Your copy of the data should match it exactly, leaving out only the pictures.

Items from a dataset
=-=-=
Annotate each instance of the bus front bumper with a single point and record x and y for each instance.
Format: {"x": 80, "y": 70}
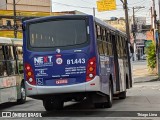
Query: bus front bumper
{"x": 93, "y": 85}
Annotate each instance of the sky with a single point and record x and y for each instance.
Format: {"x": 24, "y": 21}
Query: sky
{"x": 86, "y": 6}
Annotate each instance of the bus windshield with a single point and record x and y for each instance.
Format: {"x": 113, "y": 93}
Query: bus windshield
{"x": 57, "y": 33}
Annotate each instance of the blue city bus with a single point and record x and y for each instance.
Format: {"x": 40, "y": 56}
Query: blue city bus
{"x": 75, "y": 57}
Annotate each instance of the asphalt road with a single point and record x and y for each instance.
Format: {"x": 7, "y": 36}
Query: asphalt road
{"x": 142, "y": 97}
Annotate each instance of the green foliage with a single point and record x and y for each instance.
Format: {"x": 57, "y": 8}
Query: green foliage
{"x": 151, "y": 56}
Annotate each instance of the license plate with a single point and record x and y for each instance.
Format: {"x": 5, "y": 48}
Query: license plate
{"x": 62, "y": 81}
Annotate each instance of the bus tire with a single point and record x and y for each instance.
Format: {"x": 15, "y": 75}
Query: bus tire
{"x": 122, "y": 95}
{"x": 23, "y": 94}
{"x": 109, "y": 102}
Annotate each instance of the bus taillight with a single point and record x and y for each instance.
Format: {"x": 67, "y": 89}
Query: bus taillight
=-=-=
Worked solution
Annotate each instance of the bus front bumper with a single point and record x and y for each instance.
Format: {"x": 80, "y": 70}
Query: bus front bumper
{"x": 93, "y": 85}
Annotate each instance of the sky with a single point and record x and y for each instance.
Format: {"x": 24, "y": 21}
Query: sky
{"x": 86, "y": 6}
Annotate each instance of the bus windshield with a single point and record x and y for each instance.
Format: {"x": 113, "y": 93}
Query: bus windshield
{"x": 57, "y": 33}
Annotate each instance of the blue city bus with a single point and record x and y for each instance.
Format: {"x": 40, "y": 56}
Query: blue city bus
{"x": 75, "y": 57}
Annotate each instance of the asphalt road with a single point and record x and y for each instance.
Format: {"x": 7, "y": 36}
Query: asphalt road
{"x": 142, "y": 97}
Annotate each instance of the green foliage with a single point and record x and y for each instance.
Format: {"x": 57, "y": 8}
Query: green foliage
{"x": 151, "y": 56}
Annotate each instance of the license plate with a single point and record x and y for each instance.
Format: {"x": 5, "y": 48}
Query: license plate
{"x": 62, "y": 81}
Annotate each instance of the bus tire with a single point and record x and y for each instance.
Format: {"x": 15, "y": 75}
Query: bus tire
{"x": 122, "y": 95}
{"x": 23, "y": 94}
{"x": 109, "y": 102}
Annotate each instance of the bus taillight with a single point and record x and y for each instance.
Format: {"x": 67, "y": 89}
Query: bus taillight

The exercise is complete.